[Referring expression pointing data]
=== Begin Enclosure ===

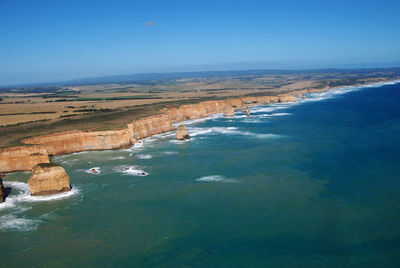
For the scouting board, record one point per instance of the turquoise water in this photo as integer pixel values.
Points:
(312, 184)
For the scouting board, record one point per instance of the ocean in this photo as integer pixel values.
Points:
(309, 184)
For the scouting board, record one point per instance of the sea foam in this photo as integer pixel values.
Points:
(214, 178)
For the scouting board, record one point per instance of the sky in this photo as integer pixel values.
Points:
(56, 40)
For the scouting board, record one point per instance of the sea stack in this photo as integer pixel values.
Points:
(182, 133)
(229, 111)
(1, 189)
(48, 179)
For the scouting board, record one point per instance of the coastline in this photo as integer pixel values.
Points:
(39, 149)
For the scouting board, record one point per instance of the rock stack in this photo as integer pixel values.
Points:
(48, 179)
(182, 133)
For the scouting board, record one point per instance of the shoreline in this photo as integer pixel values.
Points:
(40, 149)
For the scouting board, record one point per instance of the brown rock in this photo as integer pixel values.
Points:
(48, 179)
(287, 98)
(78, 141)
(182, 133)
(229, 111)
(1, 191)
(149, 126)
(22, 158)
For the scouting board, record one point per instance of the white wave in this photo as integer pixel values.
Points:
(19, 201)
(117, 158)
(181, 141)
(131, 170)
(318, 96)
(193, 132)
(52, 197)
(12, 222)
(272, 115)
(24, 195)
(93, 170)
(195, 121)
(214, 178)
(144, 156)
(251, 120)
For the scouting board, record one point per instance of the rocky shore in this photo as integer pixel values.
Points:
(50, 178)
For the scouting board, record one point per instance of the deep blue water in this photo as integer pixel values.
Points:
(311, 184)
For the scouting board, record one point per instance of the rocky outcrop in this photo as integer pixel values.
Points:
(2, 191)
(287, 98)
(22, 158)
(48, 179)
(78, 141)
(182, 133)
(149, 126)
(229, 111)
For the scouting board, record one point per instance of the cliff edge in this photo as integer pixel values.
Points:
(48, 179)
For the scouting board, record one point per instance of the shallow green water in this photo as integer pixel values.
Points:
(315, 184)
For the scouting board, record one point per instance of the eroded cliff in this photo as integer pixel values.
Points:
(22, 158)
(78, 141)
(48, 179)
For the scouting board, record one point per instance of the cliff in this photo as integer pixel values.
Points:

=== End Enclosure ===

◆ Assignment
Repeat each entry above exactly. Omit the pictures.

◆ Solution to this exercise
For the scouting board, record one point per instance of the turquoise water in this photo as integer pixel values.
Points:
(312, 184)
For the scouting board, record one point per instance of the ocean in this photo as integer pixel values.
Points:
(309, 184)
For the scouting board, record one point per instance of the sea foam in this photo as integer pixel values.
Points:
(214, 178)
For the scouting board, record one point per instance of the sky in this photo as integer pixel values.
Points:
(56, 40)
For the scouting board, record one point per instance of the sea stack in this photo as integer pixel values.
Points:
(182, 133)
(229, 111)
(1, 189)
(48, 179)
For the scouting board, record one point per instance of the coastline in this photo as integer pixel values.
Points:
(39, 149)
For the scouting board, record one point per instance of the rock stack in this photo as integer pixel values.
Points:
(48, 179)
(182, 133)
For the scouting board, record one point per instance of the shoreline in this photo as integer pixel values.
Points:
(40, 149)
For the scouting board, record one point per instance of the brown rock in this photo as integer pixel values.
Points:
(48, 179)
(287, 98)
(78, 141)
(182, 133)
(229, 111)
(1, 191)
(149, 126)
(22, 158)
For the scouting board, record one point per instance of the white wave in this photo as integer pixel values.
Points:
(19, 201)
(117, 158)
(181, 141)
(131, 170)
(318, 96)
(193, 132)
(52, 197)
(12, 222)
(272, 115)
(24, 195)
(93, 170)
(195, 121)
(214, 178)
(144, 156)
(251, 120)
For the scouting board, record one point per instance of the rocky shore in this photo as integer pixel values.
Points:
(50, 178)
For the scouting board, record one point per instance of the deep blue water in this photo as integer pixel values.
Points:
(311, 184)
For the scouting board, record one point per instance of the rocky outcrop in this photo as integer pixel values.
Points:
(2, 191)
(287, 98)
(22, 158)
(48, 179)
(78, 141)
(182, 133)
(149, 126)
(229, 111)
For the scouting board, record one point per instance of the cliff edge in this photo as integer pixel values.
Points:
(48, 179)
For the scouting board, record one point per instance of the shallow green water in this photo as integer pixel values.
Points:
(315, 184)
For the scouting board, record one point per instance of the eroded cliff in this photo as integer pixel values.
Points:
(22, 158)
(78, 141)
(48, 179)
For the scouting board, record one point per instance of the cliff in this photo as integer pixel values.
Points:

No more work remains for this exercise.